BEGIN DATA FOR PROCESSING

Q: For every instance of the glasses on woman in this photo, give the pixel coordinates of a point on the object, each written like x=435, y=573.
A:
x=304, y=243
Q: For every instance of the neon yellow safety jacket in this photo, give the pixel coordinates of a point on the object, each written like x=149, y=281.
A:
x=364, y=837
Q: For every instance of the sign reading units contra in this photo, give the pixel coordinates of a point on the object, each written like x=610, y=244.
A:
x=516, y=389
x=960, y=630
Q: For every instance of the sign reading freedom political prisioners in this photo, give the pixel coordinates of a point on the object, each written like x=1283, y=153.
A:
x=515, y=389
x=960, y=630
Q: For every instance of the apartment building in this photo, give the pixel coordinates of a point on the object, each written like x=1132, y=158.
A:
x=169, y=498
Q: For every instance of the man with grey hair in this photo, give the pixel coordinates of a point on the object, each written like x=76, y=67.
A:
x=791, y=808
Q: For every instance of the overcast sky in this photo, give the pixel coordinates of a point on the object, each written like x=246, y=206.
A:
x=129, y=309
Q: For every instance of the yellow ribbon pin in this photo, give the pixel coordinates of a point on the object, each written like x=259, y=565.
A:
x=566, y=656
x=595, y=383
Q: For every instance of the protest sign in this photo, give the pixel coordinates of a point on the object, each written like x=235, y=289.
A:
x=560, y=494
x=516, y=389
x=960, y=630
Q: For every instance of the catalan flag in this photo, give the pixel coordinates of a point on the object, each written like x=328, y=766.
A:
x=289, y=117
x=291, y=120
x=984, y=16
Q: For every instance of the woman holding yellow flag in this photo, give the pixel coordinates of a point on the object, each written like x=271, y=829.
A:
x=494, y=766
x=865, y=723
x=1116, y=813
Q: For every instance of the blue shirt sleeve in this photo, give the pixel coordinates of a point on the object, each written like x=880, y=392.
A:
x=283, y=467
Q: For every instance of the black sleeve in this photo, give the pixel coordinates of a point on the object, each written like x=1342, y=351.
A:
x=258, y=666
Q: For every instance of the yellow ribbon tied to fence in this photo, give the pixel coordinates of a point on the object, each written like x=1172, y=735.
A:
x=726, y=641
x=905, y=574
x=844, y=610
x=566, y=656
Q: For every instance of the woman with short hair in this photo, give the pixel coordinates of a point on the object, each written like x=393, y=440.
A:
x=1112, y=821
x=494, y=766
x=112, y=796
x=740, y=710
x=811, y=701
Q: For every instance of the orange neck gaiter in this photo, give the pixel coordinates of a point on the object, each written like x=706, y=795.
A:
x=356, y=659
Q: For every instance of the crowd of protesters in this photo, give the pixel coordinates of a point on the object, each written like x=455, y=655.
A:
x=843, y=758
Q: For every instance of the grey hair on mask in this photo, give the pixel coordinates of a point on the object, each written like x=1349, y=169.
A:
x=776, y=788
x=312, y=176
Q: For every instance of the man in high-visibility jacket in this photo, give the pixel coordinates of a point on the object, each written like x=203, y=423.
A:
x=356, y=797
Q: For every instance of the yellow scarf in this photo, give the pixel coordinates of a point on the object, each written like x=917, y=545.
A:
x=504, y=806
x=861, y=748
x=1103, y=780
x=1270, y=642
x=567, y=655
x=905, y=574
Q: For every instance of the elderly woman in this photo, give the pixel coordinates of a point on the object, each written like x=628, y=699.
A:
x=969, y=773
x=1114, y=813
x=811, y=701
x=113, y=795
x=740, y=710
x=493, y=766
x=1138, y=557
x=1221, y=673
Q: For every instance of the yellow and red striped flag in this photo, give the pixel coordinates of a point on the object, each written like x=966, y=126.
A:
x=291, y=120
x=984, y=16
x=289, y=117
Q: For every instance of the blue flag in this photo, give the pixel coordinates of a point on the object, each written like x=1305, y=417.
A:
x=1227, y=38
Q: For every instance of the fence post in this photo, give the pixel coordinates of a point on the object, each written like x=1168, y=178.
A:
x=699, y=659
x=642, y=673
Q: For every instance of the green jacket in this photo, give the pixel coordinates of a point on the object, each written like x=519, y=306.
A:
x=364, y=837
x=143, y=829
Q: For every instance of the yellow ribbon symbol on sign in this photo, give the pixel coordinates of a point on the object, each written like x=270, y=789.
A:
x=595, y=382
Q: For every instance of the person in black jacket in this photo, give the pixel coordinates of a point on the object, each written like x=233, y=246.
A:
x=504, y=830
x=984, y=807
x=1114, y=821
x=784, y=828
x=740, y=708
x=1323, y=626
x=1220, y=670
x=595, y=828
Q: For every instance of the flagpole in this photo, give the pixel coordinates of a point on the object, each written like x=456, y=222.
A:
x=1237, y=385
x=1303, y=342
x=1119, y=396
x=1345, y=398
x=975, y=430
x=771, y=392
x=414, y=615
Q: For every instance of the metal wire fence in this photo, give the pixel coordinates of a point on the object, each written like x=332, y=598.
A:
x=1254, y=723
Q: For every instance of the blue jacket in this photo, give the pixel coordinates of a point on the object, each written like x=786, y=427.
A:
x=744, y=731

END DATA FOR PROCESSING

• EXERCISE INSTRUCTIONS:
Each line of the listing above should be output exactly.

• TASK RESULT:
Q: For every instance of the glasses on woman in this photo, give the pixel coordinates of a point on the object, each written like x=435, y=573.
A:
x=304, y=243
Q: For every instance of the neon yellow safety jacket in this photo, give the pixel coordinates of a point on the object, each written like x=149, y=281.
A:
x=364, y=837
Q: For every instance of the sign reading units contra in this photo, give the pixel coordinates of a point on the object, each written like x=610, y=244.
A:
x=516, y=389
x=960, y=630
Q: For every instance of the sign reading freedom political prisioners in this photo, give the pixel coordinates of a point on the object, each written like x=1283, y=153.
A:
x=515, y=389
x=960, y=630
Q: For every instance of the apartment building in this photo, give the pixel coordinates of a point on the object, each written like x=1132, y=158.
A:
x=169, y=498
Q: For every instance of the man with grey hair in this photo, give the pixel coordinates of a point on the object, each written like x=76, y=67.
A:
x=791, y=808
Q: For every instance of the overcast sky in this photo, give the pixel coordinates of a point on the object, each written like x=246, y=206.
A:
x=129, y=309
Q: For every instance of the yellow ribbon pin in this photo, give the pixel coordinates of a point on the object, each written like x=259, y=565.
A:
x=566, y=656
x=595, y=383
Q: For every instance of the protest sign in this photo, give the pixel coordinates of a point on the object, each written like x=235, y=289.
A:
x=560, y=494
x=516, y=389
x=960, y=630
Q: For every instance of the catalan flag in this photo, give the pixel coordinates of a point on the object, each written like x=328, y=766.
A:
x=289, y=117
x=291, y=120
x=984, y=16
Q: For every instance of the woman holding yellow flag in this photo, give the pixel coordinates of a point on the object, each written like x=271, y=829.
A:
x=494, y=766
x=865, y=723
x=1116, y=813
Q: For every instance of the blue shirt sleeve in this photo, give the pixel coordinates of a point on the object, each written like x=880, y=392.
A:
x=283, y=467
Q: For every instance of the black sleeve in this photo, give the pixel coordinates of a point on the object, each written like x=1342, y=351.
A:
x=258, y=666
Q: For every instance of the yellow ribbon tied to fence in this photo, give the pixel coordinates of a point on the object, each written like x=1172, y=735.
A:
x=726, y=641
x=905, y=574
x=844, y=610
x=566, y=656
Q: For every instance of the woman with short hair in this photo, give the pixel coordinates of a point on the object, each written like x=393, y=440.
A:
x=1112, y=821
x=494, y=766
x=112, y=796
x=740, y=710
x=811, y=701
Q: For every instance of the orange neck gaiter in this photo, give the pixel coordinates of a point on the object, each written like x=706, y=795.
A:
x=356, y=659
Q: For every instance of the crowd of protesters in this photo, give the pixel coordinates of a point on the object, each written like x=455, y=655.
A:
x=843, y=758
Q: For every instance of the grey hair on mask in this photo, give the pixel coordinates of a point on the object, each written like x=1349, y=169.
A:
x=776, y=788
x=312, y=176
Q: For every instance of the man in high-visibility jacket in this photo, give the pixel coordinates of a point on the object, each written like x=203, y=423.
A:
x=356, y=797
Q: For every instance of the yellow scarf in this photo, give the pixel coordinates of a point on the object, each written like x=917, y=545.
A:
x=504, y=806
x=861, y=748
x=1103, y=780
x=1270, y=642
x=567, y=655
x=905, y=574
Q: For every instance of the elderly woman in this photo, give the pixel coordinates of a point on the object, each written like x=628, y=699.
A:
x=969, y=773
x=1114, y=813
x=811, y=701
x=113, y=795
x=740, y=710
x=493, y=766
x=1138, y=557
x=1221, y=673
Q: For every instance of the yellow and red striped flag in this photo, give the pixel coordinates of a point on the object, each written like x=966, y=126.
A:
x=291, y=120
x=984, y=16
x=289, y=117
Q: For every instance of the blue flag in this photo, give the pixel coordinates of a point on the object, each written like x=1305, y=417.
A:
x=1227, y=38
Q: For every instance of the fence post in this photo, give the pixel coordinates of a point on the object, each written like x=1168, y=178.
A:
x=699, y=659
x=642, y=673
Q: For every instance of the green jacket in this photo, give the pixel coordinates of a point on the object, each written like x=519, y=306.
A:
x=364, y=837
x=143, y=829
Q: For every instance of the yellow ribbon symbol on sign in this photo, give the pixel coordinates of a point on the object, each written like x=270, y=789.
A:
x=595, y=382
Q: For every instance of the person in black jacket in this photo, give the pixel coordinates of a point on the object, each written like x=233, y=246.
A:
x=504, y=830
x=984, y=807
x=1114, y=821
x=784, y=828
x=740, y=708
x=1323, y=626
x=1220, y=670
x=595, y=828
Q: For every instance of the flagpole in this photo, give the pixel coordinates of a point on the object, each written like x=456, y=222.
A:
x=1237, y=385
x=1303, y=342
x=1119, y=396
x=1345, y=398
x=975, y=430
x=771, y=392
x=414, y=615
Q: For every instance of the metal wire fence in this photo, give the pixel coordinates of a point on the object, each written like x=332, y=598.
A:
x=1254, y=723
Q: For every instance of the blue jacket in this photo, give the pixel coordinates of a point on the object, each written like x=786, y=427.
A:
x=744, y=731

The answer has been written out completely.